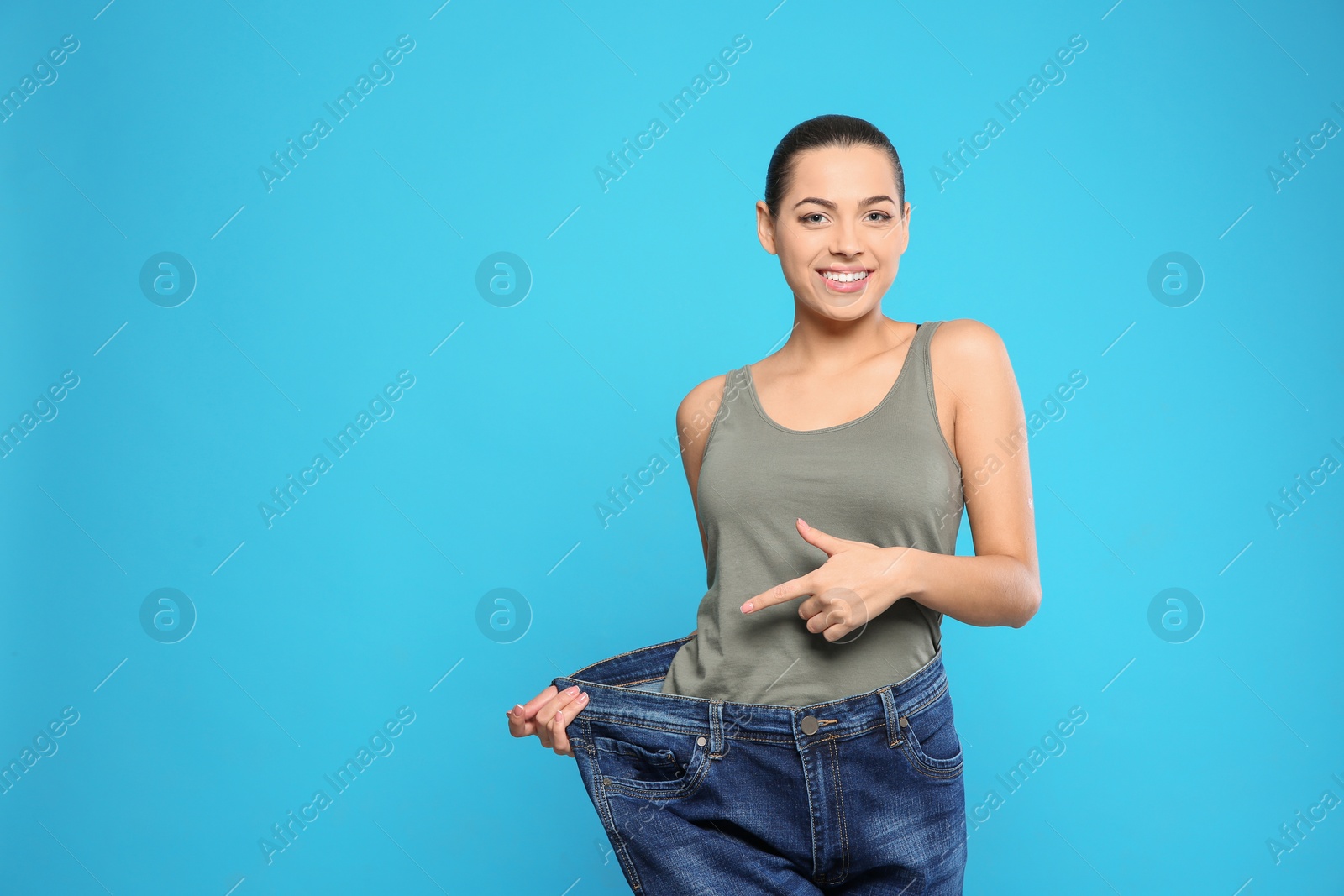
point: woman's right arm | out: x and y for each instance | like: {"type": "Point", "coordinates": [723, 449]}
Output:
{"type": "Point", "coordinates": [694, 419]}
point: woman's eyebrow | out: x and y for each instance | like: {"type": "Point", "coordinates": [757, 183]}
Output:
{"type": "Point", "coordinates": [827, 203]}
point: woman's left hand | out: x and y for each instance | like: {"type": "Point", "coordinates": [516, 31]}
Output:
{"type": "Point", "coordinates": [858, 582]}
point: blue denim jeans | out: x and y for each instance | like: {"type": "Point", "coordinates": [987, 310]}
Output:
{"type": "Point", "coordinates": [855, 795]}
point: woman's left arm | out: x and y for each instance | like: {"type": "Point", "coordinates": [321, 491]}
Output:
{"type": "Point", "coordinates": [1000, 584]}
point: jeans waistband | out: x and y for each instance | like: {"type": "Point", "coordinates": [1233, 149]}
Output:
{"type": "Point", "coordinates": [611, 685]}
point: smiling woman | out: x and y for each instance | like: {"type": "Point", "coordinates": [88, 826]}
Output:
{"type": "Point", "coordinates": [803, 736]}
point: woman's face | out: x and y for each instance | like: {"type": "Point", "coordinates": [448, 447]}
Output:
{"type": "Point", "coordinates": [840, 217]}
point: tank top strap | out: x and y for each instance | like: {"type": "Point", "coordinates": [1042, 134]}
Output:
{"type": "Point", "coordinates": [922, 359]}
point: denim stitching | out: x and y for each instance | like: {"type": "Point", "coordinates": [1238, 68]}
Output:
{"type": "Point", "coordinates": [844, 826]}
{"type": "Point", "coordinates": [689, 790]}
{"type": "Point", "coordinates": [920, 763]}
{"type": "Point", "coordinates": [652, 647]}
{"type": "Point", "coordinates": [604, 809]}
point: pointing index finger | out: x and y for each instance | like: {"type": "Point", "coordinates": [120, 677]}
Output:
{"type": "Point", "coordinates": [779, 594]}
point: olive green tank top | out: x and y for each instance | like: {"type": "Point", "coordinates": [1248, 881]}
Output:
{"type": "Point", "coordinates": [889, 479]}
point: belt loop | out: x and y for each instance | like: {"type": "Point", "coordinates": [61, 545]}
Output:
{"type": "Point", "coordinates": [889, 705]}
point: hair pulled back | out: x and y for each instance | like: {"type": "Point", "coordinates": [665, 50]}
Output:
{"type": "Point", "coordinates": [826, 130]}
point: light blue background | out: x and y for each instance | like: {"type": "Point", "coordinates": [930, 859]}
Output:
{"type": "Point", "coordinates": [362, 261]}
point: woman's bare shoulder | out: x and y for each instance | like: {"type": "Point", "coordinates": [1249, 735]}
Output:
{"type": "Point", "coordinates": [696, 410]}
{"type": "Point", "coordinates": [967, 349]}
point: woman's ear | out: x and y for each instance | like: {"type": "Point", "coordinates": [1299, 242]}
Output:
{"type": "Point", "coordinates": [765, 228]}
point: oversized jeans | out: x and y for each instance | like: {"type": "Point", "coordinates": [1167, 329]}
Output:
{"type": "Point", "coordinates": [853, 795]}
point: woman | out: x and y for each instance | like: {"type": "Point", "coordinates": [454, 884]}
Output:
{"type": "Point", "coordinates": [801, 739]}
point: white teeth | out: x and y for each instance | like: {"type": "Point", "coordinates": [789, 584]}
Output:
{"type": "Point", "coordinates": [847, 277]}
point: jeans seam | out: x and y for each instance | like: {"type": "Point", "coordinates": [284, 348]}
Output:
{"type": "Point", "coordinates": [622, 853]}
{"type": "Point", "coordinates": [844, 826]}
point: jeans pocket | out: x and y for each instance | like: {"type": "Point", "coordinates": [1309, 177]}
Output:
{"type": "Point", "coordinates": [929, 738]}
{"type": "Point", "coordinates": [648, 762]}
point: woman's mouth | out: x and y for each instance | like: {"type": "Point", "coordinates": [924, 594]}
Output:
{"type": "Point", "coordinates": [844, 281]}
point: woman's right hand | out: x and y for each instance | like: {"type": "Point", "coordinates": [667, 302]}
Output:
{"type": "Point", "coordinates": [546, 716]}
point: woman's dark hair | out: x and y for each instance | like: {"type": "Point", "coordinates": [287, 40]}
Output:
{"type": "Point", "coordinates": [826, 130]}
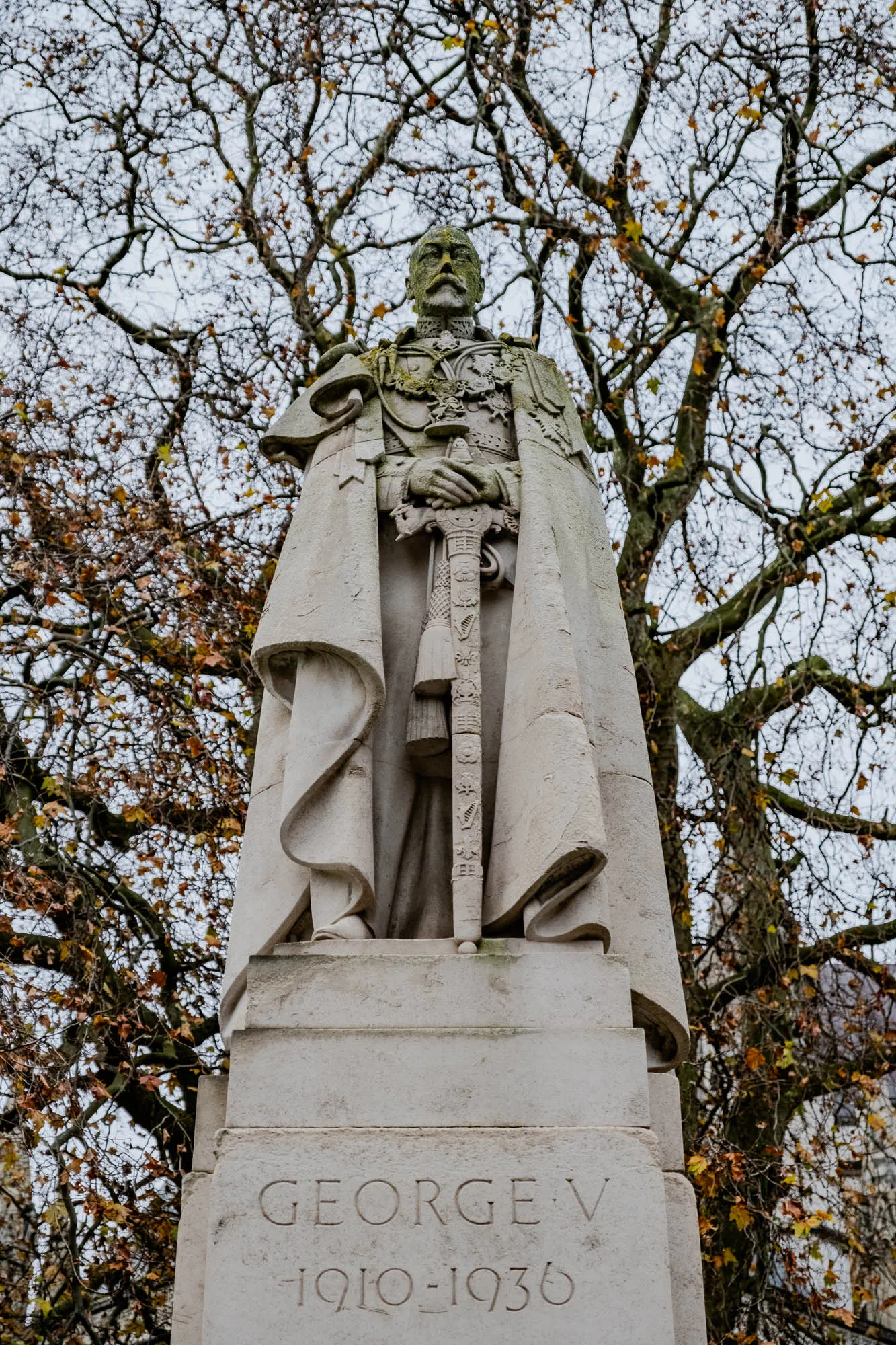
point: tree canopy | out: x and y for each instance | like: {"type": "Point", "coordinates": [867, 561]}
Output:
{"type": "Point", "coordinates": [690, 206]}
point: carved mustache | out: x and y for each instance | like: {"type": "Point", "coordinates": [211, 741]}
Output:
{"type": "Point", "coordinates": [447, 279]}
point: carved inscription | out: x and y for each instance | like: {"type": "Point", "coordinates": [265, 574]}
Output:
{"type": "Point", "coordinates": [514, 1243]}
{"type": "Point", "coordinates": [373, 1291]}
{"type": "Point", "coordinates": [479, 1202]}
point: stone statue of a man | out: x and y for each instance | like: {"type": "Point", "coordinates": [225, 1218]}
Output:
{"type": "Point", "coordinates": [442, 709]}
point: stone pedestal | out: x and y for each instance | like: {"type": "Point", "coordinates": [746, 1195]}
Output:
{"type": "Point", "coordinates": [428, 1148]}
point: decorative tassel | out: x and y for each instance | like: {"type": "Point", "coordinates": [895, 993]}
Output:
{"type": "Point", "coordinates": [427, 726]}
{"type": "Point", "coordinates": [436, 668]}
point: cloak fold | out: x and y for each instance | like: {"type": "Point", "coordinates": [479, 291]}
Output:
{"type": "Point", "coordinates": [576, 844]}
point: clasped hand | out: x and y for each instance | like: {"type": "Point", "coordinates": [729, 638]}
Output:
{"type": "Point", "coordinates": [442, 481]}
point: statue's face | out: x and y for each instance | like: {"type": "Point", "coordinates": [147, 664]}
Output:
{"type": "Point", "coordinates": [446, 279]}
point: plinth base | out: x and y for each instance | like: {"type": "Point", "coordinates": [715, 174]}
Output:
{"type": "Point", "coordinates": [428, 1148]}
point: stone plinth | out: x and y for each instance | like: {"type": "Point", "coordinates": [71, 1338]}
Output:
{"type": "Point", "coordinates": [428, 1148]}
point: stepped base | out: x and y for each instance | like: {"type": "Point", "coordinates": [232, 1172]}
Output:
{"type": "Point", "coordinates": [427, 1148]}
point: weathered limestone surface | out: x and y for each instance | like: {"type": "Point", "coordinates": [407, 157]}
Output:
{"type": "Point", "coordinates": [505, 1171]}
{"type": "Point", "coordinates": [498, 1235]}
{"type": "Point", "coordinates": [432, 1137]}
{"type": "Point", "coordinates": [190, 1270]}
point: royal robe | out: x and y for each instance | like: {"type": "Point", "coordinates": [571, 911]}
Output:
{"type": "Point", "coordinates": [575, 841]}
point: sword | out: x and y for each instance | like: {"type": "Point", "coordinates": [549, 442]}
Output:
{"type": "Point", "coordinates": [463, 529]}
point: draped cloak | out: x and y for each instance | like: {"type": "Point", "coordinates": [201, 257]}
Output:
{"type": "Point", "coordinates": [576, 847]}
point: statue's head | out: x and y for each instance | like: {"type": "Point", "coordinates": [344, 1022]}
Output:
{"type": "Point", "coordinates": [446, 278]}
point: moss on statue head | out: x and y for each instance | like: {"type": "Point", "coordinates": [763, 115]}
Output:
{"type": "Point", "coordinates": [446, 278]}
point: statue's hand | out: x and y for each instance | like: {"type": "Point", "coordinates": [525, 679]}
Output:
{"type": "Point", "coordinates": [442, 481]}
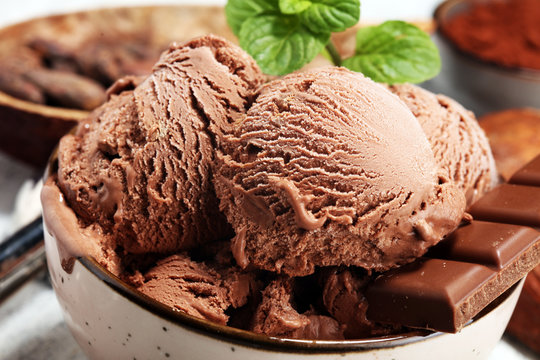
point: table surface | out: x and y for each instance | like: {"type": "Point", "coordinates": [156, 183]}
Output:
{"type": "Point", "coordinates": [31, 322]}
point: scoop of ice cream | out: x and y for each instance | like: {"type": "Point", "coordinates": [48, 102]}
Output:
{"type": "Point", "coordinates": [196, 288]}
{"type": "Point", "coordinates": [460, 146]}
{"type": "Point", "coordinates": [140, 166]}
{"type": "Point", "coordinates": [276, 316]}
{"type": "Point", "coordinates": [343, 297]}
{"type": "Point", "coordinates": [330, 168]}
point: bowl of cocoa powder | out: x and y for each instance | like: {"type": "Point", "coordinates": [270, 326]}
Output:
{"type": "Point", "coordinates": [54, 70]}
{"type": "Point", "coordinates": [490, 51]}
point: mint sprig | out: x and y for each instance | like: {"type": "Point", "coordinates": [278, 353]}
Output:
{"type": "Point", "coordinates": [284, 35]}
{"type": "Point", "coordinates": [280, 44]}
{"type": "Point", "coordinates": [395, 52]}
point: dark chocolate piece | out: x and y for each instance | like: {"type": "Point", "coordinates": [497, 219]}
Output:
{"type": "Point", "coordinates": [476, 264]}
{"type": "Point", "coordinates": [529, 174]}
{"type": "Point", "coordinates": [491, 244]}
{"type": "Point", "coordinates": [510, 204]}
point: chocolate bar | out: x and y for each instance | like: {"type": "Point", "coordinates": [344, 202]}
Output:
{"type": "Point", "coordinates": [529, 174]}
{"type": "Point", "coordinates": [460, 276]}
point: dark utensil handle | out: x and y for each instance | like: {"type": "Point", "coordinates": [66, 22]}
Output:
{"type": "Point", "coordinates": [22, 256]}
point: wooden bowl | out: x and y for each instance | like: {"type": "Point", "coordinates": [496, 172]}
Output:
{"type": "Point", "coordinates": [29, 131]}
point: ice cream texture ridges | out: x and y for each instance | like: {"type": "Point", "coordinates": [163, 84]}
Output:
{"type": "Point", "coordinates": [200, 181]}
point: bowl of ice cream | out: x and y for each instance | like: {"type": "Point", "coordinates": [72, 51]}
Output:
{"type": "Point", "coordinates": [203, 212]}
{"type": "Point", "coordinates": [490, 54]}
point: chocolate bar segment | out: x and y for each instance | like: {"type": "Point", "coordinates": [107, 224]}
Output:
{"type": "Point", "coordinates": [510, 204]}
{"type": "Point", "coordinates": [529, 174]}
{"type": "Point", "coordinates": [429, 293]}
{"type": "Point", "coordinates": [466, 272]}
{"type": "Point", "coordinates": [494, 245]}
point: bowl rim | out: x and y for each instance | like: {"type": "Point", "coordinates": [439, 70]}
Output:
{"type": "Point", "coordinates": [245, 337]}
{"type": "Point", "coordinates": [254, 340]}
{"type": "Point", "coordinates": [439, 16]}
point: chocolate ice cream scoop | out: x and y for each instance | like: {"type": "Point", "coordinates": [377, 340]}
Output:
{"type": "Point", "coordinates": [460, 146]}
{"type": "Point", "coordinates": [330, 168]}
{"type": "Point", "coordinates": [140, 165]}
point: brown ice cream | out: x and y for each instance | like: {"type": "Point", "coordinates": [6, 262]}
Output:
{"type": "Point", "coordinates": [276, 316]}
{"type": "Point", "coordinates": [206, 191]}
{"type": "Point", "coordinates": [329, 168]}
{"type": "Point", "coordinates": [140, 166]}
{"type": "Point", "coordinates": [196, 288]}
{"type": "Point", "coordinates": [460, 146]}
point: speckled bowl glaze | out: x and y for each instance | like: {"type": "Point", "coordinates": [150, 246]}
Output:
{"type": "Point", "coordinates": [111, 320]}
{"type": "Point", "coordinates": [478, 85]}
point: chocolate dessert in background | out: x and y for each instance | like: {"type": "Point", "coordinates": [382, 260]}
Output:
{"type": "Point", "coordinates": [85, 51]}
{"type": "Point", "coordinates": [56, 73]}
{"type": "Point", "coordinates": [505, 33]}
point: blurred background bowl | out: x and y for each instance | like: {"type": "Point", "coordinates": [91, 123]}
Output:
{"type": "Point", "coordinates": [478, 85]}
{"type": "Point", "coordinates": [29, 131]}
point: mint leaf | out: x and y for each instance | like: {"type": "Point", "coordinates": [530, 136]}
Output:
{"type": "Point", "coordinates": [238, 11]}
{"type": "Point", "coordinates": [331, 15]}
{"type": "Point", "coordinates": [293, 6]}
{"type": "Point", "coordinates": [395, 52]}
{"type": "Point", "coordinates": [280, 43]}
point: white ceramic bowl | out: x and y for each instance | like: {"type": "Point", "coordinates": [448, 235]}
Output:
{"type": "Point", "coordinates": [111, 320]}
{"type": "Point", "coordinates": [478, 85]}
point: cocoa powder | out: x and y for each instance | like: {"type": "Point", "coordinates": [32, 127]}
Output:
{"type": "Point", "coordinates": [503, 32]}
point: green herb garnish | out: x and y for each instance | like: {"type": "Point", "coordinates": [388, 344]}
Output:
{"type": "Point", "coordinates": [284, 35]}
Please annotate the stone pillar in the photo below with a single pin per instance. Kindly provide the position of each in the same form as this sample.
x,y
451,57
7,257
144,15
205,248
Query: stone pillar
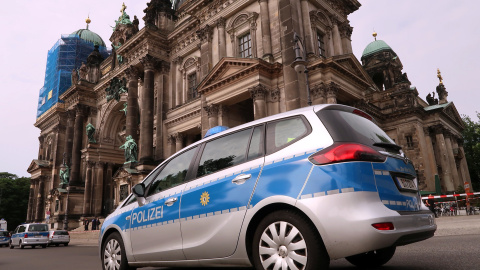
x,y
212,112
132,102
98,189
171,144
206,35
266,35
451,160
223,115
87,196
77,145
146,115
179,141
428,158
259,105
440,148
39,211
337,41
307,28
30,201
222,41
332,92
318,93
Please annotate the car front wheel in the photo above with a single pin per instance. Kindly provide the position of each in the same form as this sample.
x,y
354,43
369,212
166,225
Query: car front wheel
x,y
113,253
373,258
286,240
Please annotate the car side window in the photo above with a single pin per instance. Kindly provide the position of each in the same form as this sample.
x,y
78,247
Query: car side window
x,y
173,174
284,132
224,152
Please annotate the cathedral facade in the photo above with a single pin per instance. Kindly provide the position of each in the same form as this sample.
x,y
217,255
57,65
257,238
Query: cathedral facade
x,y
200,64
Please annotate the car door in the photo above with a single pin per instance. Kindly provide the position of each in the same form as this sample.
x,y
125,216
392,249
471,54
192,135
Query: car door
x,y
214,204
155,227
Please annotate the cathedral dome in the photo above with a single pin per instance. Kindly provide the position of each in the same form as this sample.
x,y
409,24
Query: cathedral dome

----

Scan the material above for lines holding the string "bowl" and copy those lines.

point: bowl of cocoa powder | out: x and y for each instance | like: {"type": "Point", "coordinates": [270, 326]}
point: wooden bowl | out: x and y for each instance | like: {"type": "Point", "coordinates": [496, 172]}
point: bowl of ice cream | out: x and y for each instance | like: {"type": "Point", "coordinates": [72, 51]}
point: bowl rim | out: x and y for each instance | like: {"type": "Point", "coordinates": [439, 70]}
point: speckled bowl glaze | out: x and y for each instance | like: {"type": "Point", "coordinates": [150, 246]}
point: blurred background bowl | out: x and y for each instance | like: {"type": "Point", "coordinates": [91, 123]}
point: white ceramic bowl | out: x and y for each instance | like: {"type": "Point", "coordinates": [448, 235]}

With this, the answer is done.